**WRITTEN TASK:**
Express every line of the rows below as a Markdown table with two columns, Number and Row text. Number the lines in order and leave out any blank lines.

**LISTED ENTRIES:**
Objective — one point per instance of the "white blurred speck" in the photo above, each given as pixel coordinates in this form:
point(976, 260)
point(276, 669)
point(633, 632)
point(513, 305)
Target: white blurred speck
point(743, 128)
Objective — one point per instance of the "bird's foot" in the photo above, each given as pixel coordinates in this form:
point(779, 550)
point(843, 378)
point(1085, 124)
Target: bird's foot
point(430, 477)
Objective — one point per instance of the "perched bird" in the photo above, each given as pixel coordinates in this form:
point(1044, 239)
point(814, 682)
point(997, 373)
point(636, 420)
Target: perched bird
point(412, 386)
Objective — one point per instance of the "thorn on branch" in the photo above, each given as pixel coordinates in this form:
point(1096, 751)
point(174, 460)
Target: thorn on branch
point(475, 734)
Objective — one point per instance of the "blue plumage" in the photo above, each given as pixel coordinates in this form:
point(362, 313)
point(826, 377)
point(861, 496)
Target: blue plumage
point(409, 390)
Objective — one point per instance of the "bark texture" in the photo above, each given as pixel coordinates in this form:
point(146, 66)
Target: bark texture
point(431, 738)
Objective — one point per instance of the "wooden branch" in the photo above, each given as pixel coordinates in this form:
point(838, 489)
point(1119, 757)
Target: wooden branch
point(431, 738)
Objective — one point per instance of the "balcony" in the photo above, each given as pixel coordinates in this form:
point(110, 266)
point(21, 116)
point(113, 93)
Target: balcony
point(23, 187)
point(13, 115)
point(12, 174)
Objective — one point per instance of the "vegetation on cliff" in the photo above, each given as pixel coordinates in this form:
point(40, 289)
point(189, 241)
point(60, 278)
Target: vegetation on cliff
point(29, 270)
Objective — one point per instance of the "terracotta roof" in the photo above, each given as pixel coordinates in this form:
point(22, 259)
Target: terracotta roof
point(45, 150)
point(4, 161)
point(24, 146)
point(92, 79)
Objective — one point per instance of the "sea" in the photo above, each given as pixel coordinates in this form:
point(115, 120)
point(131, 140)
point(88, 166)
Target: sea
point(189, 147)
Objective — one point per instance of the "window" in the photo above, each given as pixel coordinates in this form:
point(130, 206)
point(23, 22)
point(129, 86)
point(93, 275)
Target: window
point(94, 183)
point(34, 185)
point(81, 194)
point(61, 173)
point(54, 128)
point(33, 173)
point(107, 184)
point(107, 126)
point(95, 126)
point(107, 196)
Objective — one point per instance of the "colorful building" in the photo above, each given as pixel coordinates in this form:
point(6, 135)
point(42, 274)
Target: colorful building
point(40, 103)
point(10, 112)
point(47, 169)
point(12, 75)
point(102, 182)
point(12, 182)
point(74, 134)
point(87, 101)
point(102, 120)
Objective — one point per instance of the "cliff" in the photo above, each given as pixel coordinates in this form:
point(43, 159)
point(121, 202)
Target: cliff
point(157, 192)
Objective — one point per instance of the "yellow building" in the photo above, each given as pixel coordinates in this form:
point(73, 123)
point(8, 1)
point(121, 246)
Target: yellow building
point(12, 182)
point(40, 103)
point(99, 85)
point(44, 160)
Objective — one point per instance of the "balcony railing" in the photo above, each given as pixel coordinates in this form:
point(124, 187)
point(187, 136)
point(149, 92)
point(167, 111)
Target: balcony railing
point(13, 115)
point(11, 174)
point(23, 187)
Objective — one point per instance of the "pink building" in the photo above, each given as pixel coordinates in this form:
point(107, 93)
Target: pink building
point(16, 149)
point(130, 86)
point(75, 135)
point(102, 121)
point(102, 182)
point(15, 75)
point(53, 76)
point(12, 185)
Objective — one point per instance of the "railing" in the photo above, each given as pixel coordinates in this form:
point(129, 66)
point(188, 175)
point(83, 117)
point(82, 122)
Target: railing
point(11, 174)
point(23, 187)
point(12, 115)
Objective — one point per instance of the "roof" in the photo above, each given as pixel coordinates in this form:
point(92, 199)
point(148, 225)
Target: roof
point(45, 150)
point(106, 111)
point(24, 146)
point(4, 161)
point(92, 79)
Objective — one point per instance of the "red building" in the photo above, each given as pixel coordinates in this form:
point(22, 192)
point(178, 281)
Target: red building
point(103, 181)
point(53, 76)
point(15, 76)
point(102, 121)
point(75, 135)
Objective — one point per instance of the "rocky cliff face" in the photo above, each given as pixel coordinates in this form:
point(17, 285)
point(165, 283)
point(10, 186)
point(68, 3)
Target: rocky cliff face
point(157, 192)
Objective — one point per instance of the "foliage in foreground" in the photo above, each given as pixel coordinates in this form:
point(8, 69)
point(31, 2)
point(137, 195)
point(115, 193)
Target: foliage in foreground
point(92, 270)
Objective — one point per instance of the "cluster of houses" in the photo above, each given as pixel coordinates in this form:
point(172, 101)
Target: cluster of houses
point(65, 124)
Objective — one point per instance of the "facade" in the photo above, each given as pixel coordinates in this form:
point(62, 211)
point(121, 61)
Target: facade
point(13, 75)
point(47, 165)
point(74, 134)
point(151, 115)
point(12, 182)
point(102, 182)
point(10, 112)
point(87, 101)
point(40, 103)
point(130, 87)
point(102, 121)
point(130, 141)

**COMPLETE ANSWER:**
| Number | Row text |
|---|---|
| 1 | Objective — one point per instance of the "white blurred speck" in the photo above, each given as pixel coordinates in this form: |
| 2 | point(976, 260) |
| 3 | point(276, 669) |
| 4 | point(633, 632) |
| 5 | point(513, 305) |
| 6 | Target: white blurred speck |
| 7 | point(743, 128) |
| 8 | Objective — one point per instance of the "bird's foot" in the photo above, each given as pixel coordinates in this form: |
| 9 | point(779, 550) |
| 10 | point(843, 378) |
| 11 | point(1085, 124) |
| 12 | Target: bird's foot |
| 13 | point(430, 477) |
| 14 | Objective — one point per instance of the "perched bird" in the photo above, each given as pixel coordinates in this form: |
| 15 | point(1044, 239) |
| 16 | point(814, 682) |
| 17 | point(997, 373) |
| 18 | point(636, 420) |
| 19 | Target: perched bird |
| 20 | point(412, 386) |
| 21 | Objective — one point per instance of the "thorn on branch" in the photo above, each given as pixel coordinates in this form: |
| 22 | point(1096, 751) |
| 23 | point(174, 460) |
| 24 | Target: thorn on branch |
| 25 | point(475, 734) |
| 26 | Objective — one point per instance of the "blue plumage" in the photo above, each given as pixel coordinates in this form: |
| 27 | point(362, 313) |
| 28 | point(826, 377) |
| 29 | point(861, 496) |
| 30 | Target: blue plumage |
| 31 | point(409, 390) |
| 32 | Objective — one point per instance of the "bark texture" in the photo above, each given as pixel coordinates in this form: |
| 33 | point(146, 66) |
| 34 | Target: bark texture |
| 35 | point(431, 738) |
| 36 | Objective — one point per instance of the "wooden branch" in the photo above, each given as pixel coordinates in this form: |
| 37 | point(838, 489) |
| 38 | point(1119, 757) |
| 39 | Target: wooden branch |
| 40 | point(431, 738) |
| 41 | Objective — one point per instance of the "balcony" in the photo above, each given as pixel coordinates in this form: |
| 42 | point(110, 266) |
| 43 | point(21, 116) |
| 44 | point(113, 93) |
| 45 | Target: balcony |
| 46 | point(23, 187) |
| 47 | point(13, 115) |
| 48 | point(12, 174) |
| 49 | Objective — one point per instance of the "vegetation on cliff" in the photo above, each given as pixel coordinates in this form: |
| 50 | point(40, 289) |
| 51 | point(189, 241) |
| 52 | point(60, 278) |
| 53 | Target: vegetation on cliff |
| 54 | point(29, 270) |
| 55 | Objective — one point per instance of the "terracotta roof" in the photo above, each given as pixel coordinates in this form: |
| 56 | point(22, 259) |
| 57 | Target: terracotta roof |
| 58 | point(45, 150) |
| 59 | point(4, 161) |
| 60 | point(24, 146) |
| 61 | point(92, 79) |
| 62 | Objective — one point per instance of the "sea" in the photo above, each given as pixel coordinates in this form: |
| 63 | point(115, 120) |
| 64 | point(131, 140) |
| 65 | point(88, 166) |
| 66 | Target: sea |
| 67 | point(189, 147) |
| 68 | Objective — one point per instance of the "window" in the photo above, each given as pixel coordinates in this form: |
| 69 | point(130, 206) |
| 70 | point(23, 22) |
| 71 | point(129, 86) |
| 72 | point(93, 275) |
| 73 | Target: window |
| 74 | point(94, 183) |
| 75 | point(34, 185) |
| 76 | point(81, 194) |
| 77 | point(61, 173) |
| 78 | point(54, 128) |
| 79 | point(33, 173) |
| 80 | point(107, 184) |
| 81 | point(107, 126) |
| 82 | point(95, 126) |
| 83 | point(107, 196) |
| 84 | Objective — one point per instance of the "colorful building" in the photo above, each given as pixel coordinates in this form: |
| 85 | point(6, 135) |
| 86 | point(42, 274) |
| 87 | Target: colorful building |
| 88 | point(40, 103) |
| 89 | point(10, 112) |
| 90 | point(47, 169) |
| 91 | point(12, 75) |
| 92 | point(102, 182) |
| 93 | point(12, 182) |
| 94 | point(74, 134) |
| 95 | point(87, 101) |
| 96 | point(102, 120) |
| 97 | Objective — one point per instance of the "cliff" in the photo above, each given as pixel coordinates in this form: |
| 98 | point(43, 159) |
| 99 | point(121, 202) |
| 100 | Target: cliff |
| 101 | point(157, 192) |
| 102 | Objective — one point per instance of the "yellow building" in the photo above, each given as pixel coordinates in this form: |
| 103 | point(73, 123) |
| 104 | point(8, 1) |
| 105 | point(121, 246) |
| 106 | Target: yellow building |
| 107 | point(12, 182) |
| 108 | point(40, 103) |
| 109 | point(99, 85) |
| 110 | point(44, 160) |
| 111 | Objective — one point per instance of the "balcony railing" in the photo above, each given as pixel coordinates in this form: |
| 112 | point(124, 187) |
| 113 | point(187, 136) |
| 114 | point(149, 92) |
| 115 | point(167, 111) |
| 116 | Target: balcony railing |
| 117 | point(13, 115) |
| 118 | point(11, 174) |
| 119 | point(23, 187) |
| 120 | Objective — one point per instance of the "pink building" in the photo above, each given as pixel coordinates in this form: |
| 121 | point(107, 93) |
| 122 | Target: pink building |
| 123 | point(16, 149) |
| 124 | point(130, 86) |
| 125 | point(75, 135) |
| 126 | point(102, 121) |
| 127 | point(102, 182) |
| 128 | point(15, 75) |
| 129 | point(53, 76) |
| 130 | point(12, 185) |
| 131 | Objective — one point per instance of the "railing" in the photo above, each given as pixel coordinates in this form: |
| 132 | point(129, 66) |
| 133 | point(188, 175) |
| 134 | point(83, 117) |
| 135 | point(82, 122) |
| 136 | Target: railing |
| 137 | point(11, 174) |
| 138 | point(23, 187) |
| 139 | point(12, 115) |
| 140 | Objective — one point per instance of the "roof" in the photo above, each given as pixel coordinates in this form: |
| 141 | point(92, 199) |
| 142 | point(148, 225) |
| 143 | Target: roof |
| 144 | point(45, 150) |
| 145 | point(106, 111) |
| 146 | point(24, 146) |
| 147 | point(4, 161) |
| 148 | point(92, 79) |
| 149 | Objective — one point per instance of the "red building" in the photo above, each given as pixel coordinates in this form: |
| 150 | point(22, 192) |
| 151 | point(178, 281) |
| 152 | Target: red building |
| 153 | point(103, 181) |
| 154 | point(53, 76) |
| 155 | point(15, 76) |
| 156 | point(102, 121) |
| 157 | point(75, 135) |
| 158 | Objective — one point per instance of the "rocky cliff face" in the photo above, each given as pixel coordinates in this form: |
| 159 | point(17, 285) |
| 160 | point(165, 283) |
| 161 | point(10, 186) |
| 162 | point(68, 3) |
| 163 | Target: rocky cliff face |
| 164 | point(157, 192) |
| 165 | Objective — one point per instance of the "foliage in foreground" in the photo above, each given as pixel coordinates in this form: |
| 166 | point(8, 69) |
| 167 | point(31, 2) |
| 168 | point(137, 195) |
| 169 | point(115, 193) |
| 170 | Target: foliage in foreground |
| 171 | point(92, 270) |
| 172 | Objective — one point per instance of the "cluster of houses" in the photo above, each given as pixel coordinates in this form: |
| 173 | point(172, 101) |
| 174 | Target: cluster of houses |
| 175 | point(65, 124) |
| 176 | Objective — one point per instance of the "facade" in the photo above, each given as pixel coordinates in this form: |
| 177 | point(62, 211) |
| 178 | point(121, 61) |
| 179 | Target: facade |
| 180 | point(13, 75) |
| 181 | point(47, 165) |
| 182 | point(74, 134) |
| 183 | point(151, 115) |
| 184 | point(12, 182) |
| 185 | point(102, 182) |
| 186 | point(10, 112) |
| 187 | point(87, 101) |
| 188 | point(40, 103) |
| 189 | point(130, 87) |
| 190 | point(102, 121) |
| 191 | point(130, 141) |